Please quote only the lines that start at the one with "Annotation task — mark the black sedan" and go on to the last line of the data, both ends kept.

##### Supplied records #####

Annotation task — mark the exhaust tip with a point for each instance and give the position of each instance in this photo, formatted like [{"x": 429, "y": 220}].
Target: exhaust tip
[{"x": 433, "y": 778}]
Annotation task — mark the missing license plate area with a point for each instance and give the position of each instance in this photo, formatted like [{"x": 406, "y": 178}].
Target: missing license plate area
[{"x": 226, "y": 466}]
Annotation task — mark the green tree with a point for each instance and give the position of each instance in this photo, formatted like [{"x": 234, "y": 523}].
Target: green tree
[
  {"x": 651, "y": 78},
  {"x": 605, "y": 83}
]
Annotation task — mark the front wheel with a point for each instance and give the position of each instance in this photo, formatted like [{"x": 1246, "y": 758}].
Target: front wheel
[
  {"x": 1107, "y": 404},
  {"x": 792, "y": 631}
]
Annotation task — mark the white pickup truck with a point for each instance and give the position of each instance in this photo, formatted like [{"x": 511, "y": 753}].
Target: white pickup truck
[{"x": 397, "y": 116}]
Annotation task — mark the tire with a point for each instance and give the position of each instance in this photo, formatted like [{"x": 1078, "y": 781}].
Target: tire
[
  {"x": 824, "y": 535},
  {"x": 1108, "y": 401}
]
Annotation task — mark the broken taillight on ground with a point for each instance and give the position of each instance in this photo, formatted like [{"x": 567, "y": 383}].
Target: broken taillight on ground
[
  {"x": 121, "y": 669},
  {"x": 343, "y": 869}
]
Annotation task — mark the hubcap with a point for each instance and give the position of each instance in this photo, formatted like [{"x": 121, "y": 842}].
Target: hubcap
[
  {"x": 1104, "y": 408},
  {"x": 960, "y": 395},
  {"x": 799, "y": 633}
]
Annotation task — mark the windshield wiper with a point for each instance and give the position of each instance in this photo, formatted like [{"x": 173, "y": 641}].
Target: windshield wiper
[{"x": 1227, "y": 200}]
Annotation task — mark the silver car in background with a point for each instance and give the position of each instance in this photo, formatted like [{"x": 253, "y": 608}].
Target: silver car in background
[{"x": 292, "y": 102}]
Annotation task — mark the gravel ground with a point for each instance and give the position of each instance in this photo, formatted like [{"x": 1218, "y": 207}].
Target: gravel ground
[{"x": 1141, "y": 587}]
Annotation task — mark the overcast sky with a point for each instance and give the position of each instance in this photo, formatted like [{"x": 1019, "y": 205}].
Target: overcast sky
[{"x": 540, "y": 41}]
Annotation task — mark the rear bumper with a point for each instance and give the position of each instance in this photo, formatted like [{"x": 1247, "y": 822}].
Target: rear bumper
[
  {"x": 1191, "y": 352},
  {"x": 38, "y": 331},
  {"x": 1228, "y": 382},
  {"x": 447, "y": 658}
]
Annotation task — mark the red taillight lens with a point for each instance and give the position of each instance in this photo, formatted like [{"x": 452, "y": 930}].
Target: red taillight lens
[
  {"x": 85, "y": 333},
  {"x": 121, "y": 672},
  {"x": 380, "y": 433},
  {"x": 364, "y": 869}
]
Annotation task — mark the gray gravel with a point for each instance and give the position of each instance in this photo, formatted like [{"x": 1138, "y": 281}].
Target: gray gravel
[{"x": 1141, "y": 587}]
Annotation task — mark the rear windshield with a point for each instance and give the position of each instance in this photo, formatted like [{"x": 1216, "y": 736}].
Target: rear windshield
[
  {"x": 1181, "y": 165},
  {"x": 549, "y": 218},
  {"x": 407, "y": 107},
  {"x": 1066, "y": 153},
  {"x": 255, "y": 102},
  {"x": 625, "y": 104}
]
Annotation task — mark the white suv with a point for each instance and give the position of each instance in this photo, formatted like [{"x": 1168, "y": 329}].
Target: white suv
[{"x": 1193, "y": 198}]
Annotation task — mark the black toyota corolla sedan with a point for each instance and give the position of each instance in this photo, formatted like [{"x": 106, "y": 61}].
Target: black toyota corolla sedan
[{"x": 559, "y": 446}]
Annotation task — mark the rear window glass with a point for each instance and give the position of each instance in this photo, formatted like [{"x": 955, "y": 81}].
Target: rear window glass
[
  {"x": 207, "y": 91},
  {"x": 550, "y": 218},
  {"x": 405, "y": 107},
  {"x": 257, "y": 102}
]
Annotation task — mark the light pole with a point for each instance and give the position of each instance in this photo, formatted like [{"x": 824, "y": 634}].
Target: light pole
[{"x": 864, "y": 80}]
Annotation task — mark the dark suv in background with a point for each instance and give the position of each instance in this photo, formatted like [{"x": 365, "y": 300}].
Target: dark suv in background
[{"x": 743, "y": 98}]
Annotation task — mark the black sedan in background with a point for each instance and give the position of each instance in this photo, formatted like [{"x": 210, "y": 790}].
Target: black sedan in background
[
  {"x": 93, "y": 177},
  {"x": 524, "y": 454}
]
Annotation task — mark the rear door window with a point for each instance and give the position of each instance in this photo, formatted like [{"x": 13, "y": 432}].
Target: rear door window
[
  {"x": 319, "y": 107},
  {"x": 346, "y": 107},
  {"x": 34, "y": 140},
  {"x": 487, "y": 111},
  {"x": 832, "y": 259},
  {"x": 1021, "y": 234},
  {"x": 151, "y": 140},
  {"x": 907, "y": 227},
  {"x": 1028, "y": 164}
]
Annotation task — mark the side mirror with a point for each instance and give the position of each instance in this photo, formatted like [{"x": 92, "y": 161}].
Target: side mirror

#####

Reply to the exercise:
Annotation task — mark the black sedan in background with a point for each instance and give the position of each instance in this photo, formatted like [{"x": 210, "y": 790}].
Target: black sedan in background
[
  {"x": 93, "y": 177},
  {"x": 524, "y": 454}
]
Annotation task — mark the rear door window with a point for each instance and give the position of each instance in this photo, formatted like [{"x": 13, "y": 432}].
Target: rear door window
[
  {"x": 319, "y": 107},
  {"x": 346, "y": 107},
  {"x": 34, "y": 140},
  {"x": 487, "y": 111},
  {"x": 832, "y": 259},
  {"x": 1021, "y": 234},
  {"x": 151, "y": 140},
  {"x": 907, "y": 227},
  {"x": 1028, "y": 164}
]
Annotation task — mark the side mirror with a point for each instance and give the position of each instance in this photo, formatted like [{"x": 92, "y": 161}].
Target: side mirror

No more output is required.